Arbeitsanweisungen:
• 1. Nenne alle Benutzernamen, die im Forenauszug als Überschrift eines Beitrags zusammen mit einem Datum stehen.
• 2. Mit welcher Begründung schließt GregorHeft im Forenauszug Vektorgrafik aus?
• 3. Setze bitte den Forenauszug über Schrift auf einer Postkarte aus jpg-Bildern und Text fort.

GregorHeft hat gesagt.:
			
		

> Hm, also Vektorgrafik scheidet aus.


Darf man fragen warum? Die Bilder sind i.d.R. kleiner und qualitativ besser.


			
				GregorHeft hat gesagt.:
			
		

> und png. wär ne möglichkeit. kann ich das genau erzeugen wie das jpg format


ja


----------



## GregorHeft (1. Nov 2007)

Vektorgrafik scheidet aus, weil auf dem BufferedImage auch andere Bilder (jpg) sind.
Es handelt sich praktisch um eine Postkarte, wo eben jpg Bilder "draufgemalt" werden und zusätzlichen Text und grafische Objekte mit der graphics Methode darauf erzeugt werden. Und es geht nur darum, die durch die graphics Methoden gezeichneten Strings und Objekte für alle Farbhintergründe einigermaßen gleich gut aussehen zu lassen.


----------



## Wildcard (1. Nov 2007)

Postkarten werden doch normalerweise gedruckt?
Ein Drucker druckt Schrift auf andere Art und weise als ein Pixel Bild. Der Drucker löst höher auf als der Bildschirm -> Das Bild von Schrift sieht gedruckt immer schlechter aus als die Schrift direkt zu drucken.
Nimmst du hingegen SVG, bleibt die Schrift was sie ist und das Hintergrund Bild wird vom SVG verlinkt.
Eigentlich genau was du brauchst.


----------



## Guest (1. Nov 2007)

Material:
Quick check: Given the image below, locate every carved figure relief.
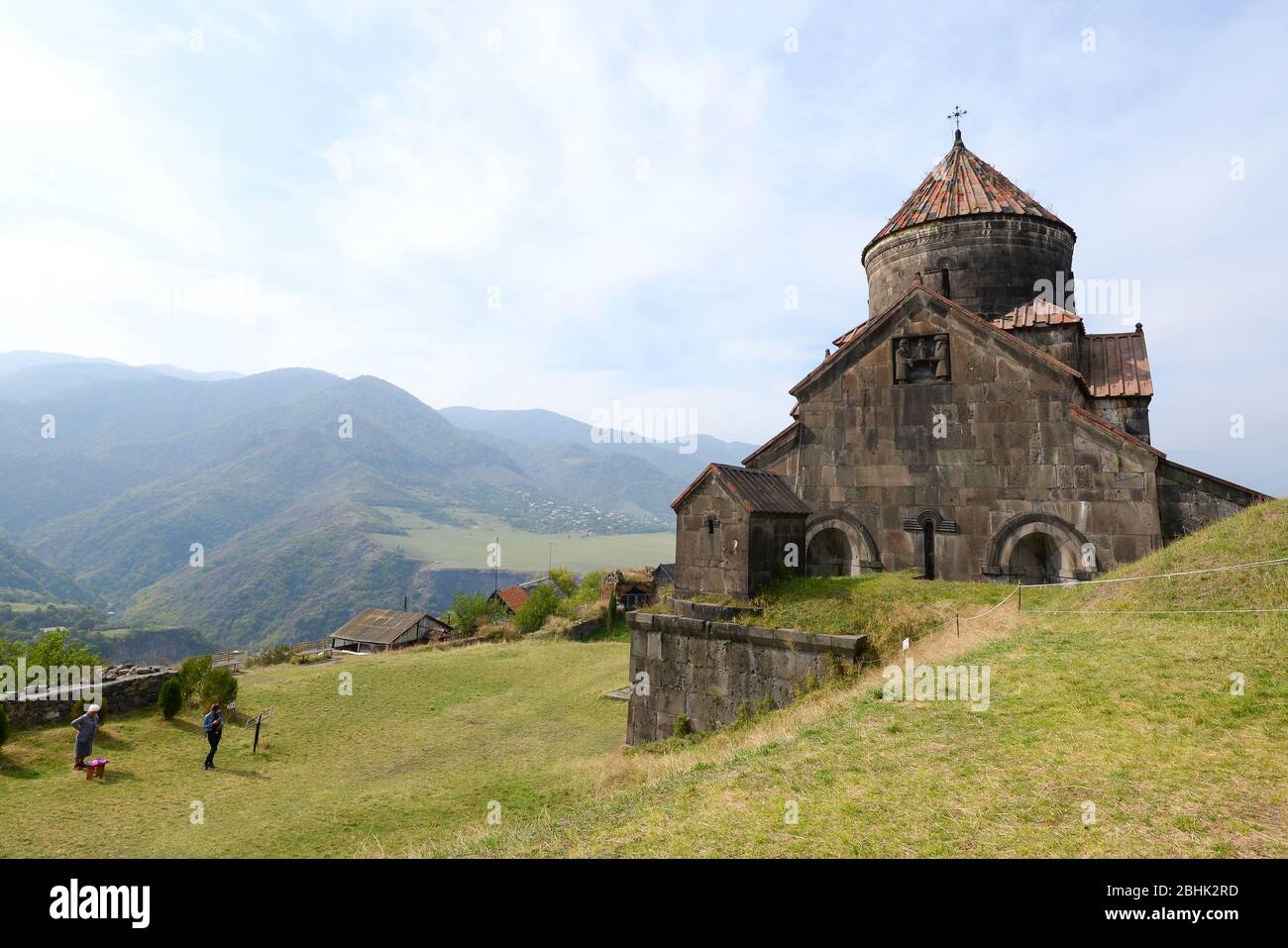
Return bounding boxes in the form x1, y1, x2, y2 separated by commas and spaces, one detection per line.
892, 332, 952, 385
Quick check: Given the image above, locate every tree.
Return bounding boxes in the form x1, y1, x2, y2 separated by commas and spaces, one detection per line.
577, 570, 604, 605
550, 567, 577, 596
158, 678, 183, 721
514, 582, 563, 632
447, 592, 505, 635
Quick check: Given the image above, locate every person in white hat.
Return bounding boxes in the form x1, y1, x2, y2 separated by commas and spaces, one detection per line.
72, 704, 99, 771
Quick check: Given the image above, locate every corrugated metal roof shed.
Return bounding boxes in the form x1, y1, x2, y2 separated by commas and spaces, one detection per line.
330, 609, 448, 645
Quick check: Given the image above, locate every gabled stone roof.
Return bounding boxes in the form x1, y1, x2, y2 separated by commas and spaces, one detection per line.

Ergebnisse:
• 1. GregorHeft, Wildcard, Guest

• 2. Auf dem BufferedImage befinden sich auch andere Bilder (jpg).

• 3.
hm, ok aber wie handle ich das svg format in java ??


----------



## Wildcard (1. Nov 2007)

Apache Batik ist so ziemlich die vollständigste SVG Implementierung am Markt.


----------



## GregorHeft (1. Nov 2007)

ach mist, irgendwie kling mir das nach einer riesenumstellung. ich glaube nicht, dass ich das jetzt schaffe. werds wohl eher mal mit png versuchen. wenn du die druckergebnisse dann nicht zufriedenstellend sind, muss man halt später mal gucken ob man das svg irgendwie verwenden kann.


----------



## GregorHeft (1. Nov 2007)

Also ich habe nun das Format einfach mal mit "png" ersetzt und die Qualität ist so viel besser bei unwesentlicher dateigröße. so bin ich erst mal zufrieden. danke nochmal für den tip. dachte nicht dass ich einfach nur "jpg" durch "png" ersetzen muss.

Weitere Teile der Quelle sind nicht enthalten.